* Directive:
Starting with the line that contains "Look at this image and locate every instance of sandy" and going on through the line that contains "xmin=423 ymin=744 xmax=681 ymax=1118", put each line of the material into a JSON list of strings, one string per line. Leave out blank lines.

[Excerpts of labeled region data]
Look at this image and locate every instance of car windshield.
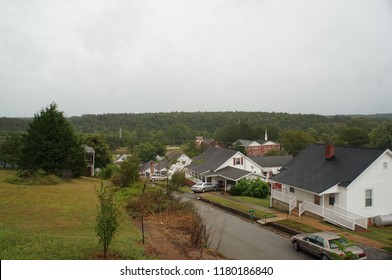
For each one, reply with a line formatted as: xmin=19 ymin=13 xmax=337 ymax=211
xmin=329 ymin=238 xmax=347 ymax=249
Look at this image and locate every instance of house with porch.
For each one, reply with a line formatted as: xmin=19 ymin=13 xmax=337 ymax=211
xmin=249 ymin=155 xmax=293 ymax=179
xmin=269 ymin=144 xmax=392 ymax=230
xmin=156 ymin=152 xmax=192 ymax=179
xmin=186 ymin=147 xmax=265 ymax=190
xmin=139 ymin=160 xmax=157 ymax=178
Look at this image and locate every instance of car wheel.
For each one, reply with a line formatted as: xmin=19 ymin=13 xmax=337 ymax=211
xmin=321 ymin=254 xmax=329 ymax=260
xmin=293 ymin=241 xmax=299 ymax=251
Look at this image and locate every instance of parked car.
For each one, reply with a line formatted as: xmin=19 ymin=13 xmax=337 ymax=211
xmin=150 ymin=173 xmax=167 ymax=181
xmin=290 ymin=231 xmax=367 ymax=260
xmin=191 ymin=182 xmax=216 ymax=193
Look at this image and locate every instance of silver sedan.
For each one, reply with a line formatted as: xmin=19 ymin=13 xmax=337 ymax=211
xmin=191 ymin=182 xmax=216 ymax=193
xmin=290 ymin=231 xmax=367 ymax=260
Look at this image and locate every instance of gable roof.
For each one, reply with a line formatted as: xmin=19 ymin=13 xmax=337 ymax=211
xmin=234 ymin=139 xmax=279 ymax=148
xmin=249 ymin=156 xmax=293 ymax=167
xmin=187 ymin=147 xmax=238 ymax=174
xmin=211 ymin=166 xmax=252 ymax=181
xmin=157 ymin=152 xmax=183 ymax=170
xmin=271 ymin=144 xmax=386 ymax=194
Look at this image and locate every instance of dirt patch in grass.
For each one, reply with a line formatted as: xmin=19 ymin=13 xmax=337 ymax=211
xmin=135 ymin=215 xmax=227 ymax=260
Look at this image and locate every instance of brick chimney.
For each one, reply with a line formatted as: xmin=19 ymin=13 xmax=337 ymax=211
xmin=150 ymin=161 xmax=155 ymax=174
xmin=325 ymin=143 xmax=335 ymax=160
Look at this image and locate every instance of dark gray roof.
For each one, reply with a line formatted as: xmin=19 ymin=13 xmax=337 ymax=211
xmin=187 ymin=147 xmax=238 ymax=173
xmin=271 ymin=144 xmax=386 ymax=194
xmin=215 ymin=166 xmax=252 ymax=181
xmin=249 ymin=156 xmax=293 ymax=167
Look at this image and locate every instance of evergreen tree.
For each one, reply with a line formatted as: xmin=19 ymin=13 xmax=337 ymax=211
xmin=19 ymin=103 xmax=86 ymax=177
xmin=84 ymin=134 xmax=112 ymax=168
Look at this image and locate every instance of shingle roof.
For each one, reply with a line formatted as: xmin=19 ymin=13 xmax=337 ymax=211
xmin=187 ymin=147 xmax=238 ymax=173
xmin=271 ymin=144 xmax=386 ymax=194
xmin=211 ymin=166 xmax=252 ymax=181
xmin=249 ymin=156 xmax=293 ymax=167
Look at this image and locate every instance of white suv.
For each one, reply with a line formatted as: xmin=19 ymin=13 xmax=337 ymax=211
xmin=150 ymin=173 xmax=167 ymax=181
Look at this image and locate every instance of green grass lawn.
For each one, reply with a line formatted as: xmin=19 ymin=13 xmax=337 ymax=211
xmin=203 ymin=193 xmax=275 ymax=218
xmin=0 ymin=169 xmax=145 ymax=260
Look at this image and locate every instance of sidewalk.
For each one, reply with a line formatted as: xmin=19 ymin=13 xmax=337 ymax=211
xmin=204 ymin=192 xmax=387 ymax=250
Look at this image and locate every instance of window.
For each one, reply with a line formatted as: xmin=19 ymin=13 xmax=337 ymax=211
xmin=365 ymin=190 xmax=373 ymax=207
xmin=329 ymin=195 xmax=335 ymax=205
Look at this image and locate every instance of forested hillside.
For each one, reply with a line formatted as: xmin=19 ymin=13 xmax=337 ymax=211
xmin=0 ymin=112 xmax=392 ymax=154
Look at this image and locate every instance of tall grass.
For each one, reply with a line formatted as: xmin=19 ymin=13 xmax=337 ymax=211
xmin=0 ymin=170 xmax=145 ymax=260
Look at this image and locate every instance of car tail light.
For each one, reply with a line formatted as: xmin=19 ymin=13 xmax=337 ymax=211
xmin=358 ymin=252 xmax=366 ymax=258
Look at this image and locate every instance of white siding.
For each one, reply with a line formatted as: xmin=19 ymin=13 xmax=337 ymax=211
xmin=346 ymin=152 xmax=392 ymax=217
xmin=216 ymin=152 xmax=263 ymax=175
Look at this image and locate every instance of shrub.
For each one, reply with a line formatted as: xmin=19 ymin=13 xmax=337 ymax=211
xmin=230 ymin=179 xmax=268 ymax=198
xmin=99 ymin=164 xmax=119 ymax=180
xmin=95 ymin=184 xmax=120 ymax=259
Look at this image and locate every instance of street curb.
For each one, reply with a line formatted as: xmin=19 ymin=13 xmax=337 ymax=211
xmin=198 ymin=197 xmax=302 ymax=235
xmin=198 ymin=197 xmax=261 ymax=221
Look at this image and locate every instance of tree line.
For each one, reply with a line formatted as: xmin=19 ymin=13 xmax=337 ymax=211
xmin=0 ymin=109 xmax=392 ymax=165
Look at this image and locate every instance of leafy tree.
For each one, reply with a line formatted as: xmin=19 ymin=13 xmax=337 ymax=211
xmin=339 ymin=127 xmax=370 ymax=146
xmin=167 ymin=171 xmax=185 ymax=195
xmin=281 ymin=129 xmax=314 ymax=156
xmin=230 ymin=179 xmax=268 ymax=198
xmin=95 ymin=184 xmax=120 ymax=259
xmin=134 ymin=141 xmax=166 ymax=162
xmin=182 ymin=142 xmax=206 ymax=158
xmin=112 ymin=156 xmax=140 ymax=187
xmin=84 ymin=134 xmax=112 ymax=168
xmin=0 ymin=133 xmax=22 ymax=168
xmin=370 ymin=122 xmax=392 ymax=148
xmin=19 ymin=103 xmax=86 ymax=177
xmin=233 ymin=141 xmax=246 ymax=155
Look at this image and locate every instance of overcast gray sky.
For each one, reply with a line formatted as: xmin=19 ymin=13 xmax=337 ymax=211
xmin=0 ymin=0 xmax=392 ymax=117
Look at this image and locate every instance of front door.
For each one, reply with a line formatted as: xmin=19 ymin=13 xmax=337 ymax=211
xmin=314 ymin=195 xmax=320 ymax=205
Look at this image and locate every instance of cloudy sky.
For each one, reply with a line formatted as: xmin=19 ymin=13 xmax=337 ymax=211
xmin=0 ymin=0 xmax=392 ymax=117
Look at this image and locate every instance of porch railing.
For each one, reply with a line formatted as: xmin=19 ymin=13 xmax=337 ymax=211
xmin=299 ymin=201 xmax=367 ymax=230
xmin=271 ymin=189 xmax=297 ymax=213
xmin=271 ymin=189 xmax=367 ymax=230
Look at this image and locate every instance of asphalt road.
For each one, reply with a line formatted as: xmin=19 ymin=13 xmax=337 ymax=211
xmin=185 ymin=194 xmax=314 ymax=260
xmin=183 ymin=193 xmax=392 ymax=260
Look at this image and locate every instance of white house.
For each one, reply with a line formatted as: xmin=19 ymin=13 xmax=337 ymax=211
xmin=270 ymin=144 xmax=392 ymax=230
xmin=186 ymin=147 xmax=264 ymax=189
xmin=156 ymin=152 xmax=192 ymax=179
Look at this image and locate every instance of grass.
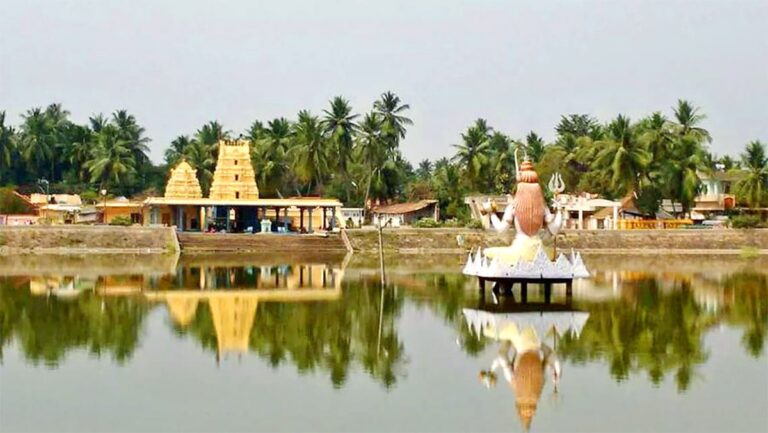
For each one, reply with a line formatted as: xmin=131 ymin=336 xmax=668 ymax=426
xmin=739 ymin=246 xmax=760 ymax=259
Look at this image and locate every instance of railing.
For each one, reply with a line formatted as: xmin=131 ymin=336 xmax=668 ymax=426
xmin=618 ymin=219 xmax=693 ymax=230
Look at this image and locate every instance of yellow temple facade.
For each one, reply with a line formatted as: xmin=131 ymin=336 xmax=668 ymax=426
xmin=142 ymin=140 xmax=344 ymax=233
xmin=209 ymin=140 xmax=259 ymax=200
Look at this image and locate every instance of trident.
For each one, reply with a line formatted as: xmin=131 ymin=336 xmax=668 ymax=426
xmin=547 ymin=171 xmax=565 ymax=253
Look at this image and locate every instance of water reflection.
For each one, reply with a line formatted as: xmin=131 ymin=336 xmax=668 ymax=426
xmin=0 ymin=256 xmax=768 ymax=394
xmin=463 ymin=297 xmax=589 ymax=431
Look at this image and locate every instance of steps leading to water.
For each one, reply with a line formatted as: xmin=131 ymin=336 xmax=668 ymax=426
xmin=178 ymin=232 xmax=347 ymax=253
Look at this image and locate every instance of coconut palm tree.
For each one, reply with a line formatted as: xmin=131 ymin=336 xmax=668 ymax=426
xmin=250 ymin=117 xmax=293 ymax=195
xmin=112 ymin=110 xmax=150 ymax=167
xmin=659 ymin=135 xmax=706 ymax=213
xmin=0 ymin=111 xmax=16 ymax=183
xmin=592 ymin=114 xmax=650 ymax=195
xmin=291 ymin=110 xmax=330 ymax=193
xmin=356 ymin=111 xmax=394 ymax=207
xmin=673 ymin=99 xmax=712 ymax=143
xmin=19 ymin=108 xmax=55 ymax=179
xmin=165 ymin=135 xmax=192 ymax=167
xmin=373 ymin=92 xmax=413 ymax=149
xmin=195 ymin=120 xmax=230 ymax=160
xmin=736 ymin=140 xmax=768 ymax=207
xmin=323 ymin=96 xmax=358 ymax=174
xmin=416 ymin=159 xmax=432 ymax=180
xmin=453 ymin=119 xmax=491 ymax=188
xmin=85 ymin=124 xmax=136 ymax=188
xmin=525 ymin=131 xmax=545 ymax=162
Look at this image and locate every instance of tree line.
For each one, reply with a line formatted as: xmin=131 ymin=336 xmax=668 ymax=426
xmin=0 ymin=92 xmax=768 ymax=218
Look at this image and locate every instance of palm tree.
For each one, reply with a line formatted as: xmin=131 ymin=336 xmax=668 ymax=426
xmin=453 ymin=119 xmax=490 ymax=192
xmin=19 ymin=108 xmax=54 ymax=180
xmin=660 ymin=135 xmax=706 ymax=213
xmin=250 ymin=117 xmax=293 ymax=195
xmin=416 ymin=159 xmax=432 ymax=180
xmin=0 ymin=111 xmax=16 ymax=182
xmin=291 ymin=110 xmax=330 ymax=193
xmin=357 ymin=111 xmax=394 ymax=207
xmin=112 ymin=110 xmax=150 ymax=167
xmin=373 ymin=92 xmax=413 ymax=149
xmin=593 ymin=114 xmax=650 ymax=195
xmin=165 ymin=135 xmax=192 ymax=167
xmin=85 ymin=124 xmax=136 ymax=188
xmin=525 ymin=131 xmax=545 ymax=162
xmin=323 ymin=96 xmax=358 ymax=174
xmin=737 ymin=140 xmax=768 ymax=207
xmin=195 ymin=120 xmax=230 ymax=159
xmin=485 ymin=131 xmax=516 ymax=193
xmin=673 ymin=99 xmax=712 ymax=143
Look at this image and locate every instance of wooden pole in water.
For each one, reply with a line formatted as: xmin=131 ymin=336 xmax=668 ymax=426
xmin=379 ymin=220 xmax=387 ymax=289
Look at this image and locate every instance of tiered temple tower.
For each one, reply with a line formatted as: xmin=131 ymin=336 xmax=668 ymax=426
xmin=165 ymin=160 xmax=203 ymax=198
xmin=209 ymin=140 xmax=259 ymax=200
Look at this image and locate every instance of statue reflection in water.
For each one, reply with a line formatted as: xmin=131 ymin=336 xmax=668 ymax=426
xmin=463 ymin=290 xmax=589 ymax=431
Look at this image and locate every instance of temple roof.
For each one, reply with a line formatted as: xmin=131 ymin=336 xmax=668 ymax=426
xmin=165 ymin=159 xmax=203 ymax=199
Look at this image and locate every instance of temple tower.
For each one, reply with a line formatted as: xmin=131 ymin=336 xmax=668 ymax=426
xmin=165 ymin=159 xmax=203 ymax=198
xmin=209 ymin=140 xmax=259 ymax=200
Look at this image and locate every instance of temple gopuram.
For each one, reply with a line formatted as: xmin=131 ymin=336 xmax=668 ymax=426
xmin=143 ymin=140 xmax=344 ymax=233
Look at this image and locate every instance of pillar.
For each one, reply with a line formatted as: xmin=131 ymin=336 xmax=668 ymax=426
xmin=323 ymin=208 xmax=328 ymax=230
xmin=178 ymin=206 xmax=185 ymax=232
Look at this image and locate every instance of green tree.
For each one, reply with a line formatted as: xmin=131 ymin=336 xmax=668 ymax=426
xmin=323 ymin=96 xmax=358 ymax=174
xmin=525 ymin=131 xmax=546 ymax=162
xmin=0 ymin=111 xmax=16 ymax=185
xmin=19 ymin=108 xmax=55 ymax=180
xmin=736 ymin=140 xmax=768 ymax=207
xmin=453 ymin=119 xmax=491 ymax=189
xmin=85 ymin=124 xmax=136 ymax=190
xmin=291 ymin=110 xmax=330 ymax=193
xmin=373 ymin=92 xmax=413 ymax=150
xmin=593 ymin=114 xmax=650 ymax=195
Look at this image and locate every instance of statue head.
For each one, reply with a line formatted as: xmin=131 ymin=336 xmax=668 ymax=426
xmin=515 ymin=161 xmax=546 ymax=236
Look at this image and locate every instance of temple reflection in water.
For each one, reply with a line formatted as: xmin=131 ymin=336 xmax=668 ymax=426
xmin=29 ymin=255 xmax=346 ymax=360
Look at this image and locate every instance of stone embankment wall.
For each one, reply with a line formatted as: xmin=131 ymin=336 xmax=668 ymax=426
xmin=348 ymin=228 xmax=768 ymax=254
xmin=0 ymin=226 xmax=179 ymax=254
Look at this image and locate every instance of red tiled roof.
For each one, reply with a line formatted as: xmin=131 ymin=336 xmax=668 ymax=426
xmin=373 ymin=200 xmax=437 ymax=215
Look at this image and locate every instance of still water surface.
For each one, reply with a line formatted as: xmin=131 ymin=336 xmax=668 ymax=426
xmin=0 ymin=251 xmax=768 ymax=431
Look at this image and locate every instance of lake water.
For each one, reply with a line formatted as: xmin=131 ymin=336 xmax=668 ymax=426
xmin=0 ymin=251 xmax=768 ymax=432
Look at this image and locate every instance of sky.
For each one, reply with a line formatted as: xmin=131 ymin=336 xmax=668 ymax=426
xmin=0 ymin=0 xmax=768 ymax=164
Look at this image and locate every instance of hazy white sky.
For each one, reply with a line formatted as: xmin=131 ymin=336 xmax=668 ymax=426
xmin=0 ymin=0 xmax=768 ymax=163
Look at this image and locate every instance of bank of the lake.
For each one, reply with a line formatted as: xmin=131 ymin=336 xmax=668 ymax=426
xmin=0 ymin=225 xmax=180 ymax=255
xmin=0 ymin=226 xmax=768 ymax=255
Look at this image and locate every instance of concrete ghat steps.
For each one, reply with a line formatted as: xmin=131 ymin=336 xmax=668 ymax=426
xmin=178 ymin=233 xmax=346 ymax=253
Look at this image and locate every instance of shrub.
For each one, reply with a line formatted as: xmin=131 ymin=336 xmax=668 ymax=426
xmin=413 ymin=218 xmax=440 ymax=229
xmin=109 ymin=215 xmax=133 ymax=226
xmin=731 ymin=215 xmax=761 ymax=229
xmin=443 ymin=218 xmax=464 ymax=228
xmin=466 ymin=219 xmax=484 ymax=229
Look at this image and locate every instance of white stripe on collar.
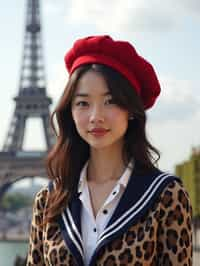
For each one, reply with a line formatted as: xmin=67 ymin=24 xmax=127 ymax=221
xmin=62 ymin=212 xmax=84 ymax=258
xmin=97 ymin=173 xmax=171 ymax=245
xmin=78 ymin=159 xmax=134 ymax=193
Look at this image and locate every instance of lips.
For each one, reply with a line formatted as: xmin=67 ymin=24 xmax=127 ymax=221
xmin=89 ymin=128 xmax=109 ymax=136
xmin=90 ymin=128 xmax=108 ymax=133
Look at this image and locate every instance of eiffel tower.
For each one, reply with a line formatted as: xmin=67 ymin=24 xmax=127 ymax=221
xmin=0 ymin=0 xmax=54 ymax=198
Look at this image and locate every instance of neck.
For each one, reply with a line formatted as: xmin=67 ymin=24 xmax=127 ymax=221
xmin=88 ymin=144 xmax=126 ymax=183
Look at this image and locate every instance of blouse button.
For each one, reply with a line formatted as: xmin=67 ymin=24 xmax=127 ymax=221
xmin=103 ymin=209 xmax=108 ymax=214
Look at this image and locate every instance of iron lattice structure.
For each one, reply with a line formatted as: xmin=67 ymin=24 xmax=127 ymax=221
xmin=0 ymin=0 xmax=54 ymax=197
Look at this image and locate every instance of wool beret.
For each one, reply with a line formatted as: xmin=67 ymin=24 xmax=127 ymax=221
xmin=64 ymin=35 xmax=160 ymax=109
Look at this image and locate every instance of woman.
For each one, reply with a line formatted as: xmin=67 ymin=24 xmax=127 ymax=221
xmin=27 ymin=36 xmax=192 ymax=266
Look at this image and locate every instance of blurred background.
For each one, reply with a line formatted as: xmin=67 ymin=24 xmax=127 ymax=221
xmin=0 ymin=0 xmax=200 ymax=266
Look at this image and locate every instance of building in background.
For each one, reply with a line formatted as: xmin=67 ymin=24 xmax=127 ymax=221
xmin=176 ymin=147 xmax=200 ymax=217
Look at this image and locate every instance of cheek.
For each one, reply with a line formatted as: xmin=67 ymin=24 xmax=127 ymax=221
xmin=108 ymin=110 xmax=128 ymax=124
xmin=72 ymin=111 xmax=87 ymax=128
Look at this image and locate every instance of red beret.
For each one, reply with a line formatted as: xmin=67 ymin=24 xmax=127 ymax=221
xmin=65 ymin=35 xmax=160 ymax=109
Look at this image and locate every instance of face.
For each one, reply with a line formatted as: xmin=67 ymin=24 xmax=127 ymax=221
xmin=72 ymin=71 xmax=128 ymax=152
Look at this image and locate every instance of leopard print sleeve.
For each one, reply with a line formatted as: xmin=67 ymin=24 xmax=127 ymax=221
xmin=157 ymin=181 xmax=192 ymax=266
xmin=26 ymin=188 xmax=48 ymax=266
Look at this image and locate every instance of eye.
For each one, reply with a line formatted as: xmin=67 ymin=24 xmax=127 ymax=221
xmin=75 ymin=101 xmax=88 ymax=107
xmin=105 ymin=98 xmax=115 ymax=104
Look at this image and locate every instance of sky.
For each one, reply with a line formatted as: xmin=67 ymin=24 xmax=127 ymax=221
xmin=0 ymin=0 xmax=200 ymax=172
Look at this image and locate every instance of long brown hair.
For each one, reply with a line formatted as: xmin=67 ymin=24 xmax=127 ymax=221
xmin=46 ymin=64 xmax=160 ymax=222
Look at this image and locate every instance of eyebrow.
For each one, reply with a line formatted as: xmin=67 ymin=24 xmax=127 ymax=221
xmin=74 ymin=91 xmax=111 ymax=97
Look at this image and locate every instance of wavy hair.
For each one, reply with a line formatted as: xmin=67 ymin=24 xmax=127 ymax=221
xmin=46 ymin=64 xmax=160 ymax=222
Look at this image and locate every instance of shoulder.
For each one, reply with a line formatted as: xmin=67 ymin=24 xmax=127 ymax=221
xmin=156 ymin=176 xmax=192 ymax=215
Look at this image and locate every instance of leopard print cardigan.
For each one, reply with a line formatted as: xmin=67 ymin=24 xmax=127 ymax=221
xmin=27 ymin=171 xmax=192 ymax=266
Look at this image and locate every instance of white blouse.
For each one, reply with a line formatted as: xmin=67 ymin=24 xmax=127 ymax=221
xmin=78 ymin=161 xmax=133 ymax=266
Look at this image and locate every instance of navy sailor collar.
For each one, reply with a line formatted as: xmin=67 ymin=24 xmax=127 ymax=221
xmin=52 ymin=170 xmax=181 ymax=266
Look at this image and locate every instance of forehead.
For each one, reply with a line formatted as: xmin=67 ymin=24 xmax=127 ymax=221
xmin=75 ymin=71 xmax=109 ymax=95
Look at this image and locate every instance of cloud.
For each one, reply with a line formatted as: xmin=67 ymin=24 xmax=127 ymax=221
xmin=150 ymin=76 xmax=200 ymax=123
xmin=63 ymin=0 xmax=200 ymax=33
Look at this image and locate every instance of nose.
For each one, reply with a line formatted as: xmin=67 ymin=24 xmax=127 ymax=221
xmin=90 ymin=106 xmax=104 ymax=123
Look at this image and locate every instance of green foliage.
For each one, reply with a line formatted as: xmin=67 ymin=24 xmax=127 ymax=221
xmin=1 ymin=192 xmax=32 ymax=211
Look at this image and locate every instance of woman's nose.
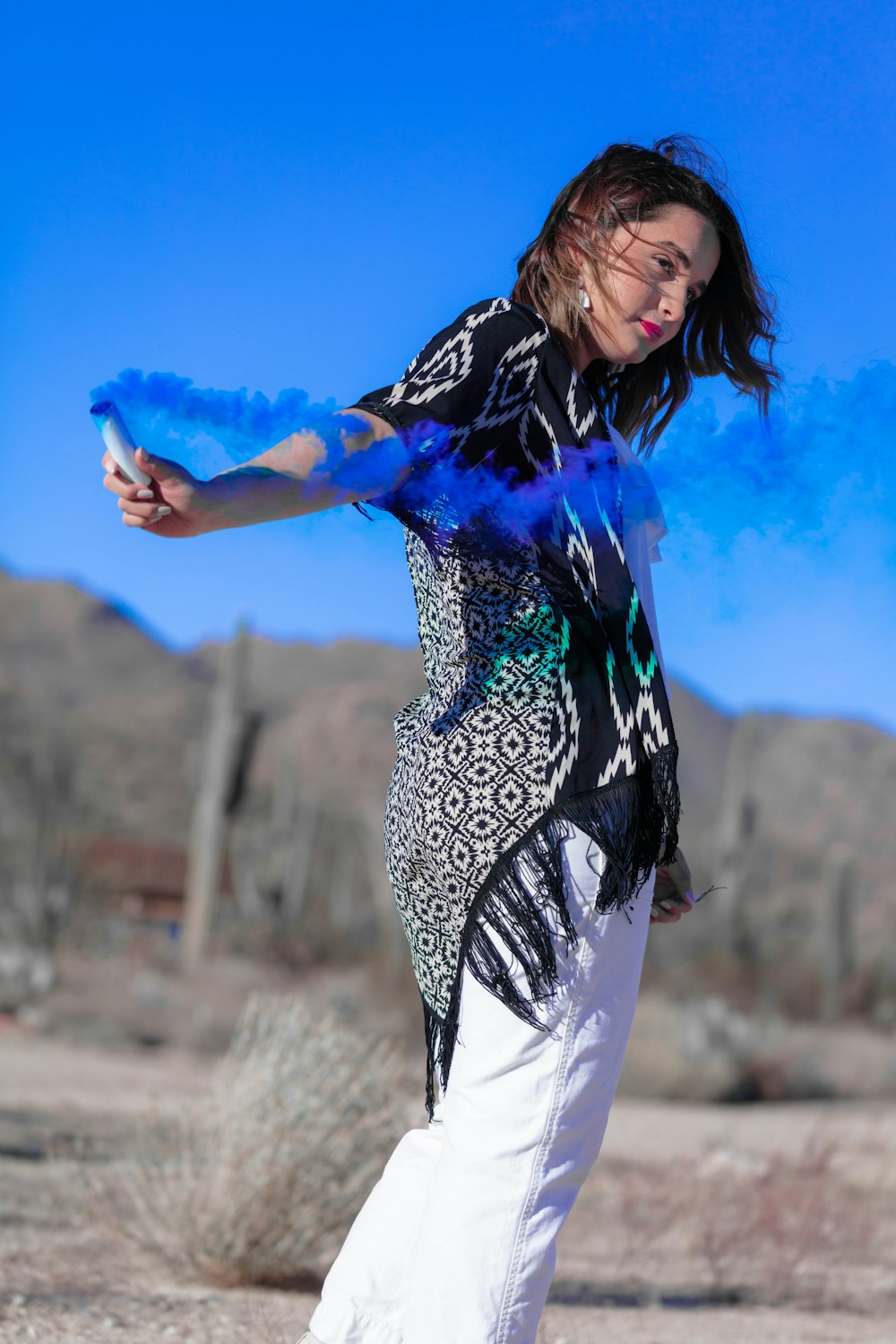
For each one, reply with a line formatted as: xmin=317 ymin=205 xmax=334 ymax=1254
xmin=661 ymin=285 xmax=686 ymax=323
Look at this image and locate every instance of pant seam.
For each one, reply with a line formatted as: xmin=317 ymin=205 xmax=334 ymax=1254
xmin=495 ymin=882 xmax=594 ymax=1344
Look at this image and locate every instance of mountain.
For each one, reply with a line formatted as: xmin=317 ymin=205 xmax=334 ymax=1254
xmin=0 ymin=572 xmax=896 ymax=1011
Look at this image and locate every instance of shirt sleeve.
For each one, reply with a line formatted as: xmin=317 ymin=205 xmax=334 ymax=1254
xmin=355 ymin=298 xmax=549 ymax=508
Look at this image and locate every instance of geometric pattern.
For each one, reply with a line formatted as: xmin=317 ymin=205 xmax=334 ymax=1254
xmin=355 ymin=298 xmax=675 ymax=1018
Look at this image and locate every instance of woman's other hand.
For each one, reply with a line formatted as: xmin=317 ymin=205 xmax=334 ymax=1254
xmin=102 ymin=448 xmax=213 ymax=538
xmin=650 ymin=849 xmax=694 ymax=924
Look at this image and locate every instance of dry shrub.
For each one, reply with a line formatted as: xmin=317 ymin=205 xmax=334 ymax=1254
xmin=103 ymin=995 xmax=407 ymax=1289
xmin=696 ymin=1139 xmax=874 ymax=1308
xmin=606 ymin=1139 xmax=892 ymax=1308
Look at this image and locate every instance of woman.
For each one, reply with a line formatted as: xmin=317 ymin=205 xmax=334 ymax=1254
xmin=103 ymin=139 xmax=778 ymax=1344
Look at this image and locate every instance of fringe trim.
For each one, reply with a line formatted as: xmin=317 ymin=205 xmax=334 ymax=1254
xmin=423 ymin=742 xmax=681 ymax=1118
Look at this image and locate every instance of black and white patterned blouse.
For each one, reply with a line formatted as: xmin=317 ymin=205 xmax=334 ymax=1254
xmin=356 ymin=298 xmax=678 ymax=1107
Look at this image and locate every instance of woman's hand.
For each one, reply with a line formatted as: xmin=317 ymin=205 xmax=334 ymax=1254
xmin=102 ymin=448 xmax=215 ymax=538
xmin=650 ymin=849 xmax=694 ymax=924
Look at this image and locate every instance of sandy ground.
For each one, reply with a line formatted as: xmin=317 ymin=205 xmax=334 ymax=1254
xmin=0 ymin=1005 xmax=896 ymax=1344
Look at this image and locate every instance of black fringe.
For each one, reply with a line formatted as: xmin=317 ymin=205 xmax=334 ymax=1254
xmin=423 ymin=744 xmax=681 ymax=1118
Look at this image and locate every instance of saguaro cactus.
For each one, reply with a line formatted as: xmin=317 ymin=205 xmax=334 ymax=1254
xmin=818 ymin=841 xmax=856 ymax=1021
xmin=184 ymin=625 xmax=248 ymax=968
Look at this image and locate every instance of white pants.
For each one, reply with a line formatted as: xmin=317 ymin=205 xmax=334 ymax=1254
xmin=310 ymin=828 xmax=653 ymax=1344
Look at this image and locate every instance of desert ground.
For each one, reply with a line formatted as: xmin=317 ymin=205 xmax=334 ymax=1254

* Written solution:
[
  "Look at this image and locate every instance of sandy ground.",
  "For each one, reply with a line formatted as: xmin=317 ymin=205 xmax=334 ymax=1254",
  "xmin=0 ymin=1005 xmax=896 ymax=1344",
  "Look at this image and locate every instance of black fringe.",
  "For each one, reply with a line formatted as: xmin=317 ymin=205 xmax=334 ymax=1254",
  "xmin=423 ymin=744 xmax=681 ymax=1118"
]